• **EXTRACT TO READ**

# Detachable dog tags?



## angierose (Apr 20, 2009)

Okay, I know they make these things, but all my googling is unsuccessful so far. I'm looking for something which I can put the dog's tags on- rabies and identification- and easily switch it from collar to collar to my keychain etc as needed. Like a little clip or possibly tiny carbiner. Does anyone know what I'm talking about, and know where to get them? Thanks!


----------



## doxsee (Jun 14, 2007)

I have them for my dogs and love them. Just go to your local hardware store. there will be tons of clips to choose from! The one I use looks like a tiny leash snap. Makes switching tags between collars, or taking them off for some peace and quite a cinch.


----------



## JakodaCD OA (May 14, 2000)

I use pull tabs,,as in leather pull tabs,, J& J dog supply I believe carries them and probably alot of other equip magazines..petsmart may even carry them tho maybe not leather))


----------



## doxsee (Jun 14, 2007)

Here's a picture showing what I use.


----------



## Chris Wild (Dec 14, 2001)

You can find any number of small clips, bolt snaps, caribeaners and similar devices at your local hardware store. I'd just head there and then you can pick out whatever size or style you prefer.


----------



## Chicagocanine (Aug 7, 2008)

There are a few places that sell clips for that purpose but as mentioned you can get similar things from the hardware store.

• **RECORD EXCERPTS**
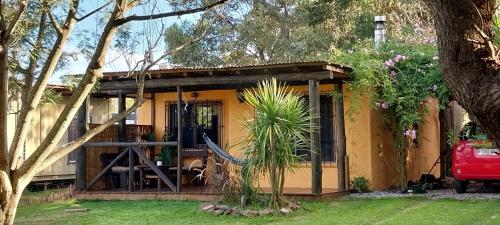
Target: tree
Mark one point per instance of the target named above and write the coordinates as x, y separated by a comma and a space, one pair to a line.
45, 36
279, 127
469, 58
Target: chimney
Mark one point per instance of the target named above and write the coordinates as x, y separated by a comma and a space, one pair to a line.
379, 31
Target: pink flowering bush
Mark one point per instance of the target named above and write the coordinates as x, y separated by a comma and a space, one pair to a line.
398, 78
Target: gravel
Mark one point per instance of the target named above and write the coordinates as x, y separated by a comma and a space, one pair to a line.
473, 193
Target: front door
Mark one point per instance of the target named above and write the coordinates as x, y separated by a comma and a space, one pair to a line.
204, 115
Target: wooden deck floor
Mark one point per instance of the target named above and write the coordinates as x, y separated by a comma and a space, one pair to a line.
199, 193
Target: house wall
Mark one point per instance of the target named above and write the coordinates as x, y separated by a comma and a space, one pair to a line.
427, 150
369, 143
44, 118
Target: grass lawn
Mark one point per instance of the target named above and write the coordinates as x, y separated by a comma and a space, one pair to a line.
347, 211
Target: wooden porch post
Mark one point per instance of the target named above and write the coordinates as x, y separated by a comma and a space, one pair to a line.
122, 127
179, 139
80, 153
340, 138
314, 106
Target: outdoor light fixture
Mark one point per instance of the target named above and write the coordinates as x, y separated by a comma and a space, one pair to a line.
239, 95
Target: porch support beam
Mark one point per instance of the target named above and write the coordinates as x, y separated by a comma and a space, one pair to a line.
131, 180
340, 138
122, 129
80, 153
219, 80
314, 110
105, 170
179, 139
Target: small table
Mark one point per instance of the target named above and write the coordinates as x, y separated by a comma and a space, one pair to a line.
143, 176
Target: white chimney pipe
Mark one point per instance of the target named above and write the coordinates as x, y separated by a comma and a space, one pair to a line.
379, 31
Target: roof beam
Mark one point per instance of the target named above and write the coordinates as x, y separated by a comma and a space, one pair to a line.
219, 80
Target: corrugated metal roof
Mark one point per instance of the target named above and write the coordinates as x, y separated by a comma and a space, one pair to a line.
175, 69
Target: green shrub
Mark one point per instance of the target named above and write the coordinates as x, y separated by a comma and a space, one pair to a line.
360, 185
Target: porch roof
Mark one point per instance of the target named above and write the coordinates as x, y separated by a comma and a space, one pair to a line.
230, 77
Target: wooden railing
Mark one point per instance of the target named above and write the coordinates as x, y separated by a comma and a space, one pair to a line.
131, 148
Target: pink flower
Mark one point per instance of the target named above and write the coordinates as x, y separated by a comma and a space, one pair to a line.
411, 133
389, 63
384, 105
434, 88
397, 58
393, 74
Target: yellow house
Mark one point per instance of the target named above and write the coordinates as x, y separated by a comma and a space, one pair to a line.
210, 99
101, 109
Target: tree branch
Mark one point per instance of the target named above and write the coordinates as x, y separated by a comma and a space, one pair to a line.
54, 23
67, 148
169, 14
93, 12
94, 70
34, 96
15, 21
488, 43
34, 56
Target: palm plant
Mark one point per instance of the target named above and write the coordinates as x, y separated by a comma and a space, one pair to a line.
277, 129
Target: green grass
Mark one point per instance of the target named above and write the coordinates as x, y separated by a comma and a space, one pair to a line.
347, 211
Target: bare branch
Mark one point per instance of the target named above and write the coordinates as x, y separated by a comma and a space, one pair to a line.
93, 12
488, 43
34, 56
94, 71
15, 21
34, 96
169, 14
54, 23
67, 148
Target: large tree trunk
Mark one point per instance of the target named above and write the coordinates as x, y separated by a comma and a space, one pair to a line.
469, 64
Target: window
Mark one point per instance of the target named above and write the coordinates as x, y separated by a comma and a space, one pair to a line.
326, 132
196, 115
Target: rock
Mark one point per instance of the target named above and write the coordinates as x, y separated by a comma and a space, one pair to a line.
285, 210
265, 212
228, 211
219, 212
292, 206
75, 210
235, 212
223, 207
207, 207
249, 213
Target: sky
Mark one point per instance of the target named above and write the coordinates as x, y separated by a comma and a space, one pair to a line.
115, 60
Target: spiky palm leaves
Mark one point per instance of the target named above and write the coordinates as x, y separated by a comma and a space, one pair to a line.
277, 129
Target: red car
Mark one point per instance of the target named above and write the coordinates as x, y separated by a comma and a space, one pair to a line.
475, 158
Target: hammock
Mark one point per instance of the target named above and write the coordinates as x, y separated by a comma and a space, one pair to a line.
221, 153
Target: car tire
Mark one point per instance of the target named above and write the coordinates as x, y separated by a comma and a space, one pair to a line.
460, 186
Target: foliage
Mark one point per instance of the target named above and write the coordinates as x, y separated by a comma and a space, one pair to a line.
360, 184
452, 137
351, 21
397, 78
410, 210
256, 32
278, 128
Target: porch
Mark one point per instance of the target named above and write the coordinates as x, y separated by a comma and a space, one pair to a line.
185, 118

• **PROBLEM A**
In the dog tag thread, what does the clip that doxsee uses look like?
• **PROBLEM B**
Based on the dog tag thread, explain why Chris Wild recommends a trip to the local hardware store.
• **PROBLEM C**
Reproduce the dog tag thread from "## JakodaCD OA" to "maybe not leather))".
The listing is not needed here.

• **FULL ANSWER A**
A tiny leash snap.

• **FULL ANSWER B**
The hardware store carries many small clips, bolt snaps, carabiners and similar devices. Going there lets the buyer pick whatever size or style they prefer.

• **FULL ANSWER C**
## JakodaCD OA (May 14, 2000)

I use pull tabs,,as in leather pull tabs,, J& J dog supply I believe carries them and probably alot of other equip magazines..petsmart may even carry them tho maybe not leather))